EXERCISE AIM » Repeat the entries below in full, with every character unchanged.
__________
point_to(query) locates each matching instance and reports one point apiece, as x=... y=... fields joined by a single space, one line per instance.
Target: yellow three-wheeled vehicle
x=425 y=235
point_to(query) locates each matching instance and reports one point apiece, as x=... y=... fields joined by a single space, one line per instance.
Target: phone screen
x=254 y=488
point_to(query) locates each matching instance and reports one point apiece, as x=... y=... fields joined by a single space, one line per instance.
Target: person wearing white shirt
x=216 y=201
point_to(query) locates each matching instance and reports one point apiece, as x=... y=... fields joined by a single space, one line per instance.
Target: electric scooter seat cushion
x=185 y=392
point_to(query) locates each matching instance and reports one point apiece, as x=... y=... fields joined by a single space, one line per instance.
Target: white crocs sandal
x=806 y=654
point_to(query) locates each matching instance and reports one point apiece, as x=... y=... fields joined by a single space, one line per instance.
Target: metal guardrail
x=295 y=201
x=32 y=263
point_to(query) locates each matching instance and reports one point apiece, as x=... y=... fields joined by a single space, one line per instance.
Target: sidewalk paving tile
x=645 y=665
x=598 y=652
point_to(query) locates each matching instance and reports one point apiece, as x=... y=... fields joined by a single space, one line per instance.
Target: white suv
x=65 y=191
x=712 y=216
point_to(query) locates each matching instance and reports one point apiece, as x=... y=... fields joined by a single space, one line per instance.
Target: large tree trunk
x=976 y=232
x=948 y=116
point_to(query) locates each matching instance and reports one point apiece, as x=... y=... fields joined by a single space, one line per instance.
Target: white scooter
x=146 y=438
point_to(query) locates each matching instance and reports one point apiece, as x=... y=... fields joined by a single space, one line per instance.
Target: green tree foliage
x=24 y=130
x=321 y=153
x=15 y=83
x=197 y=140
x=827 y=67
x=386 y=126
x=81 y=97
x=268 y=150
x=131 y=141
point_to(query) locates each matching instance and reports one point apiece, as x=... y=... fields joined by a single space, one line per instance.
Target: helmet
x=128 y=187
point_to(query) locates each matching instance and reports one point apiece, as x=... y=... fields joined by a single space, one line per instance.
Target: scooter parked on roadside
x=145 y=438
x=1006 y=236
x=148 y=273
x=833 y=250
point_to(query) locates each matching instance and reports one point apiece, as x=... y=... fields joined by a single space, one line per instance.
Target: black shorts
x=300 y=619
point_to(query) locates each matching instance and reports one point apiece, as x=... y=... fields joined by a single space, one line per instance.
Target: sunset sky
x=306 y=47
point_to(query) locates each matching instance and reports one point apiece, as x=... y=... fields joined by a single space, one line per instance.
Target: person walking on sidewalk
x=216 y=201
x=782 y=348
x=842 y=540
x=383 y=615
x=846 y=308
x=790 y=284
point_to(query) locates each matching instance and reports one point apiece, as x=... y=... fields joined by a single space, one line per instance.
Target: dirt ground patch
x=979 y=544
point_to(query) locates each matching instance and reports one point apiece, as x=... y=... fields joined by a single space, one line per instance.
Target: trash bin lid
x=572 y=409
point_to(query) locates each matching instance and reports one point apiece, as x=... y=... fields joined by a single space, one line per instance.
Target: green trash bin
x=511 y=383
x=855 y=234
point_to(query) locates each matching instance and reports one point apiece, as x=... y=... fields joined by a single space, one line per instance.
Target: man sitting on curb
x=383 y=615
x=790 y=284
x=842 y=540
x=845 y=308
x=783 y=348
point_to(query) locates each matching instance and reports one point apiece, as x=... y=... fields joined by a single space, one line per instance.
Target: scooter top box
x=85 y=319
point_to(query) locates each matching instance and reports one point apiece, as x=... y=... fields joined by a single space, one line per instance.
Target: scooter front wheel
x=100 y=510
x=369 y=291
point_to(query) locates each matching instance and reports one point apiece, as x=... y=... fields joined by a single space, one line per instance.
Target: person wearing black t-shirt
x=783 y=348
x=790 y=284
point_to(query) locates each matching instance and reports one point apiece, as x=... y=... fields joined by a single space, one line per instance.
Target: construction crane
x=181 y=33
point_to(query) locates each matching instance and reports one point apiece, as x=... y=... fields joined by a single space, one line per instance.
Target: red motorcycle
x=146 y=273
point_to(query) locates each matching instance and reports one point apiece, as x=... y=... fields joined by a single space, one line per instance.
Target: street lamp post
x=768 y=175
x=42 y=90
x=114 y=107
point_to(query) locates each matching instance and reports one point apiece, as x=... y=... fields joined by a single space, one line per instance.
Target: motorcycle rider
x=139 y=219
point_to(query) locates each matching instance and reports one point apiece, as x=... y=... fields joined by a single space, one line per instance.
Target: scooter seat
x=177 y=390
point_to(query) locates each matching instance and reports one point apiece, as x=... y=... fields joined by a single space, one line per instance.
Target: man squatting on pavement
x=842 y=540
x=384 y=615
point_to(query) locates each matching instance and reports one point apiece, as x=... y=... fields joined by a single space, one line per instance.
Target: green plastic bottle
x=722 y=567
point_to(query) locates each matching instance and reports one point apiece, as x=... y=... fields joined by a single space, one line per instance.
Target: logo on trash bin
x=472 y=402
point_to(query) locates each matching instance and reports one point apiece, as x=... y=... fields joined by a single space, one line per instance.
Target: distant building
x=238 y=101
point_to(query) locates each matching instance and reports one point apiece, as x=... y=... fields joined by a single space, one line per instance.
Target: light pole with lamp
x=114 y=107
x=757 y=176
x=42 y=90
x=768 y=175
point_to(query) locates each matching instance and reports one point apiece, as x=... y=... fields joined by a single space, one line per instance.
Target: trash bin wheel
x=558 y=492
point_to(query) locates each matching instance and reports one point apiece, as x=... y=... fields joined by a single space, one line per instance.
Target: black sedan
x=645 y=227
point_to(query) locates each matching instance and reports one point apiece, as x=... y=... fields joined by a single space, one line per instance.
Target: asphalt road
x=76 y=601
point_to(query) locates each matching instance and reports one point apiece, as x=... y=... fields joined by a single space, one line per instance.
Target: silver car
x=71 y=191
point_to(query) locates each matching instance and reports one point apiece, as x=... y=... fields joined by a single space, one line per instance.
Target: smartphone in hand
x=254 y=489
__________
TASK ANSWER »
point_to(query) locates each matching instance and reports one point apiece, as x=... y=... fields joined by a single space, one line per instance.
Target: yellow three-wheeled vehicle
x=425 y=235
point_to(query) locates each matching instance and reports one point apiece, as x=... y=... fields joined by a single space, one line per instance.
Target: phone screen
x=254 y=488
point_to(query) locates each matching instance and reports one point apiece, as x=... y=... fields joined by a single space, one line per instance.
Target: person wearing white shirt
x=216 y=201
point_to(query) locates each matching instance and reports one point apiece, as x=... y=... fields joined by a single space, one line per instance.
Target: electric scooter seat cushion
x=185 y=392
point_to(query) locates each matching instance and reports one point apiece, as x=... y=... fields joined by a single space, one line per instance.
Target: white crocs sandal
x=806 y=654
point_to(query) locates each matching instance and reports one point apiece, as x=... y=... fields joined by a single space, one line per instance.
Target: metal guardrail
x=295 y=201
x=32 y=263
point_to(query) locates each matching instance and reports one point apiece, as x=... y=... fields joined by a single space, one line per instance.
Target: sidewalk paving tile
x=645 y=665
x=598 y=652
point_to(query) locates each matching instance and reports one point apiece, as x=... y=... fields joined by a single space, one line per instance.
Target: white suv
x=65 y=191
x=712 y=216
point_to(query) locates each matching instance and reports one point apiece, as x=... y=... fields joined by a single space, one line per instance.
Target: large tree trunk
x=976 y=232
x=948 y=116
point_to(query) locates each matching instance and reports one point apiece, as x=... y=... fields joined by a single space, one line per instance.
Target: white scooter
x=146 y=438
point_to(query) locates each matching instance and reports one point apiece, as x=... y=... fields joined by a single space, one line per instance.
Target: green tree foliage
x=24 y=130
x=321 y=153
x=15 y=83
x=197 y=140
x=827 y=67
x=386 y=126
x=81 y=97
x=268 y=150
x=131 y=141
point_to(query) locates each matching instance and reports one point apiece, as x=... y=... fields joined by a single space, one line per instance.
Target: helmet
x=128 y=187
point_to(query) locates each matching instance and reports one point apiece, as x=... y=... fields joined by a single space, one line per instance.
Target: scooter parked on roadside
x=145 y=438
x=1006 y=236
x=148 y=273
x=833 y=250
point_to(query) locates each matching instance and reports one point apiece, as x=... y=... fields joined by a single space, one line per instance.
Target: black shorts
x=300 y=619
point_to(query) locates each matching instance and reports one point apiece, as x=... y=... fields joined by a single space, one line per instance.
Target: sunset sky
x=306 y=47
point_to(query) locates each matching instance and reports one point apiece, as x=... y=... fields joined by a single space, one line per instance.
Target: person walking on sidewalk
x=216 y=201
x=782 y=348
x=842 y=540
x=383 y=615
x=846 y=308
x=790 y=284
point_to(query) locates each matching instance and reports one point apiece, as x=... y=... fields joined by a single space, one line per instance.
Target: dirt ground patch
x=979 y=544
point_to(query) locates each matching instance and reports one point apiece, as x=... y=... fields joined by a single space, one line per instance.
Target: trash bin lid
x=572 y=409
point_to(query) locates each matching instance and reports one point apiece, as x=... y=... fields joined by a single space, one line per instance.
Target: green trash bin
x=511 y=383
x=855 y=234
point_to(query) locates each matching instance and reports one point apiece, as x=... y=... fields joined by a single space, one line per instance.
Target: man sitting on curb
x=383 y=615
x=790 y=284
x=842 y=540
x=845 y=308
x=783 y=348
point_to(query) locates each matching instance and reports one point apiece, as x=... y=... fields joined by a single space, one line per instance.
Target: scooter top box
x=85 y=319
point_to(query) locates each matching instance and reports one point apiece, as x=... y=... fields joined by a single space, one line per instance.
Target: scooter front wheel
x=100 y=510
x=369 y=291
point_to(query) locates each matching instance and reports one point apiece, as x=... y=... fields joined by a single space, one line per instance.
Target: person wearing black t-shirt
x=783 y=348
x=790 y=284
point_to(query) locates each matching instance and reports one point apiece, as x=... y=... fields joined by a single space, one line per instance.
Target: construction crane
x=181 y=33
point_to(query) locates each matching instance and reports one point apiece, as x=... y=... fields joined by a single space, one line per instance.
Target: red motorcycle
x=146 y=273
point_to(query) locates each matching instance and reports one point apiece, as x=... y=... fields joined by a single space, one line per instance.
Target: street lamp post
x=768 y=175
x=42 y=90
x=114 y=107
point_to(query) locates each matching instance and reports one point apiece, as x=... y=... fields joined by a single space, one line per instance.
Target: motorcycle rider
x=139 y=219
point_to(query) locates each matching instance and reports one point apiece, as x=... y=... fields joined by a single space, one line per instance.
Target: scooter seat
x=177 y=390
point_to(query) locates each matching instance and reports one point apiece, as x=... y=... fields joined by a single space, one line per instance.
Target: man squatting on pavement
x=842 y=540
x=384 y=615
point_to(query) locates each matching instance and reports one point apiece, as x=... y=... fields joined by a single space, one line per instance.
Target: green plastic bottle
x=722 y=567
point_to(query) locates each matching instance and reports one point apiece, as x=... y=... fields joined by a single space, one line per instance.
Target: logo on trash bin
x=472 y=402
point_to(query) locates each matching instance and reports one point apiece, as x=... y=... fields joined by a single space, one line per instance.
Target: distant building
x=238 y=101
point_to(query) locates each matching instance and reports one point apiece, as x=... y=... fields joined by a single space, one line per instance.
Target: light pole with lamp
x=114 y=107
x=757 y=176
x=42 y=90
x=768 y=175
point_to(query) locates each matching instance and reports one point apiece, as x=... y=... fields joined by a single space, one line per instance.
Target: trash bin wheel
x=558 y=492
point_to(query) locates each matching instance and reports one point apiece, as x=... y=... fields joined by a single space, one line per instance.
Target: black sedan
x=645 y=227
point_to(query) locates each matching instance and reports one point apiece, as x=... y=... fields joined by a single space, one line per instance.
Target: asphalt road
x=76 y=601
point_to(query) locates each matching instance and reports one point apiece, as x=... y=... fields joined by a single space, one line per instance.
Target: silver car
x=71 y=191
point_to(query) locates each matching instance and reports one point apiece, as x=... y=... fields joined by a single space, one line per instance.
Target: smartphone in hand
x=254 y=489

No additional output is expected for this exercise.